近日,河南永城市一名貨車女車主因不堪忍受公路罰款,負氣服農藥的報道成為輿論的焦點。所幸的是,這名女車主經醫院搶救已出院,有關部門正在展開調查。這件事情重新又把人們的視線集中到公路三亂問題上,更有網友呼吁相關部門對當前公路管理體制進行反思、改革。那么,極端的事件為什么會發生?目前事情的進展怎樣?央視財經頻道主持人沈竹和著名財經評論員馬光遠、劉戈共同評論。
不堪忍受公路罰款,河南永城一貨車車主負氣服農藥,車主、執法人員各執一詞,事件最新進展如何?極端案例引發對公路三亂的追問。
11月14日下午,郭萬里開著貨車和車主溫麗一起去送貨,當這輛拉著石料的貨車路過永城市沱濱路附近時,一輛有交通執法標識的車,突然加速從左側車道超到他們前面,強行將貨車攔了下來。
郭萬里(貨車司機):有一輛交通局的執法車,過來強行把我攔下來。攔下來之后說有票嗎?我說有票,他說把票給我看看,他說有票,我就不罰你了。
但這次運政執法人員檢查過年票之后,并沒有放行,反而叫來了當地路政執法人員。隨后,郭萬里和車主又趕緊拿出10月29日剛給當地路政部門繳過的罰款月票。在僵持時,有個路政人員告訴郭萬里,現在每月只交3000元月票已經不行了。聽到這,車主溫麗馬上乘一輛出租車離開了,當她回來時,手里多了一瓶農藥。郭萬里說,聽到執法人員的說法,溫麗打開瓶子喝下了農藥。此時也聞訊趕來的車主家人,趕緊奪下農藥瓶,尋求救援。
對此,永城市公路局路政大隊大隊長高永福接受采訪時表示,事情并不是這樣的。
高永福(永城市公路局路正大隊大隊長):跟他反映的情況不是一回事。那不是月票,它是,咱沒有。我不知道這個月票什么概念。罰過一次,罰過了,你再違章,還得罰你,對不對?就跟車主反復地做工作,你車輛違章,一直在勸解她。
車主溫麗的哥哥說,他們兄妹倆跑運輸也就半年多的時間,但他們光罰款就將近20萬元。

**題目詳情:**
請把這篇報道從"郭萬里(貨車司機):有一輛交"開始、一直到"來的車主家人,趕緊奪下農藥瓶,尋求救援。"為止的部分再寫一遍，並將其中的"執法車"換成"巡查車"。 所附數據與這篇報道沒有關聯。

**所附數據:**
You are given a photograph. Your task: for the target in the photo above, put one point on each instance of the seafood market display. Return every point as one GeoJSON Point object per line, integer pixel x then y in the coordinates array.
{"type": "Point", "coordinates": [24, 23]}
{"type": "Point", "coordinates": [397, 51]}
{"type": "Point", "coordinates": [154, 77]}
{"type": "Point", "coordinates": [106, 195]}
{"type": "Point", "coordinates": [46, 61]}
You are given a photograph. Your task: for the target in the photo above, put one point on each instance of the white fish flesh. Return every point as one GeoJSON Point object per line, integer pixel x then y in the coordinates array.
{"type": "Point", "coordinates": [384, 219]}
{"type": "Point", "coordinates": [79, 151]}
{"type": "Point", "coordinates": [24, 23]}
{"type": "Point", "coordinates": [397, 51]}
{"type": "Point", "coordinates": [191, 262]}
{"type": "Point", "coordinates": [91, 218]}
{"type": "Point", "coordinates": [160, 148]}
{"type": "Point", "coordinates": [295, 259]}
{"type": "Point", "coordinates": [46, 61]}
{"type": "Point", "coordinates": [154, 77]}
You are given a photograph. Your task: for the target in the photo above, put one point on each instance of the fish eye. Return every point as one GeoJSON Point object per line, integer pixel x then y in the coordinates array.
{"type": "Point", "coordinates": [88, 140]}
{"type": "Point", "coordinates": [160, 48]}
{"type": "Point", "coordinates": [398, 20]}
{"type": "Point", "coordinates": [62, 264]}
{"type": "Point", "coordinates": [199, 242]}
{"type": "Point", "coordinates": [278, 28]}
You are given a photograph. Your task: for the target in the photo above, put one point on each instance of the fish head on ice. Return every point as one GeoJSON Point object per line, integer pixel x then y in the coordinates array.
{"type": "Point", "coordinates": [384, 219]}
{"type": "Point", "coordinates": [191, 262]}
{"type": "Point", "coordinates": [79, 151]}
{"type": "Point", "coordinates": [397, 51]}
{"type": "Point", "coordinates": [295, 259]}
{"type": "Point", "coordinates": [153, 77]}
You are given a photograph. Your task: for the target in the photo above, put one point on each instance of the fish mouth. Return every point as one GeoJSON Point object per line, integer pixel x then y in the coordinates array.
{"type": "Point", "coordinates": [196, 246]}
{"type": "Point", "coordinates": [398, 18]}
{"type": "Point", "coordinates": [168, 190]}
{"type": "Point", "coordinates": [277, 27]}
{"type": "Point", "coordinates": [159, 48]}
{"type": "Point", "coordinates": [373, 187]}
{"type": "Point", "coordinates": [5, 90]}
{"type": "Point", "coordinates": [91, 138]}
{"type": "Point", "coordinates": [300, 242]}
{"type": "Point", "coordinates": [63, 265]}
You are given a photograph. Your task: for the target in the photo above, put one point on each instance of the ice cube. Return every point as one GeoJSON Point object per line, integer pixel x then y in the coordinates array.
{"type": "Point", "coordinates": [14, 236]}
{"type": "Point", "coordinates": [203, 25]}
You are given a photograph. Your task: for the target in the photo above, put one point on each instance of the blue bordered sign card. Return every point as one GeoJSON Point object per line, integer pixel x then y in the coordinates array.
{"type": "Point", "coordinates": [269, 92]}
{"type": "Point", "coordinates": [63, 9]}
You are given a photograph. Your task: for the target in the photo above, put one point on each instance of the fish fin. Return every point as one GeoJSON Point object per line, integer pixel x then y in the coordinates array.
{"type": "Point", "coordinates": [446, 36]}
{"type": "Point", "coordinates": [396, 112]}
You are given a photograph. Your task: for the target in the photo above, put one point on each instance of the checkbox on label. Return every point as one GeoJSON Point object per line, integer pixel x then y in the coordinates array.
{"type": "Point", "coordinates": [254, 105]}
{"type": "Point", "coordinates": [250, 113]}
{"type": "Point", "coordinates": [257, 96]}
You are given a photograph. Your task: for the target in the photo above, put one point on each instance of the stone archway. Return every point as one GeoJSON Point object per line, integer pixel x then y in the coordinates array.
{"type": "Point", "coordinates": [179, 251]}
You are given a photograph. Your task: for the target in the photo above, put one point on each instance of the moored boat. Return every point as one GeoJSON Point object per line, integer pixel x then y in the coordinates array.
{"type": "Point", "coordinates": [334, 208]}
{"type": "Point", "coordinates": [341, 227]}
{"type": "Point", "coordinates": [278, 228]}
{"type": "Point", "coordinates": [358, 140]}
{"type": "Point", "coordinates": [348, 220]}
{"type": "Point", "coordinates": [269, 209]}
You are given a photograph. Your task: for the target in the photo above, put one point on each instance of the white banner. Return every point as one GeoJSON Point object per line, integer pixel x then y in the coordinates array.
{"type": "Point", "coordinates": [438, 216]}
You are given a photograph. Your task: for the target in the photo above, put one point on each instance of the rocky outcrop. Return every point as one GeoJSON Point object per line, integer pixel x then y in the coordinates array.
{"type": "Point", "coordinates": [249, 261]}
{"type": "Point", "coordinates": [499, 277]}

**輸出結果:**
郭萬里(貨車司機):有一輛交通局的巡查車,過來強行把我攔下來。攔下來之后說有票嗎?我說有票,他說把票給我看看,他說有票,我就不罰你了。
但這次運政執法人員檢查過年票之后,并沒有放行,反而叫來了當地路政執法人員。隨后,郭萬里和車主又趕緊拿出10月29日剛給當地路政部門繳過的罰款月票。在僵持時,有個路政人員告訴郭萬里,現在每月只交3000元月票已經不行了。聽到這,車主溫麗馬上乘一輛出租車離開了,當她回來時,手里多了一瓶農藥。郭萬里說,聽到執法人員的說法,溫麗打開瓶子喝下了農藥。此時也聞訊趕來的車主家人,趕緊奪下農藥瓶,尋求救援。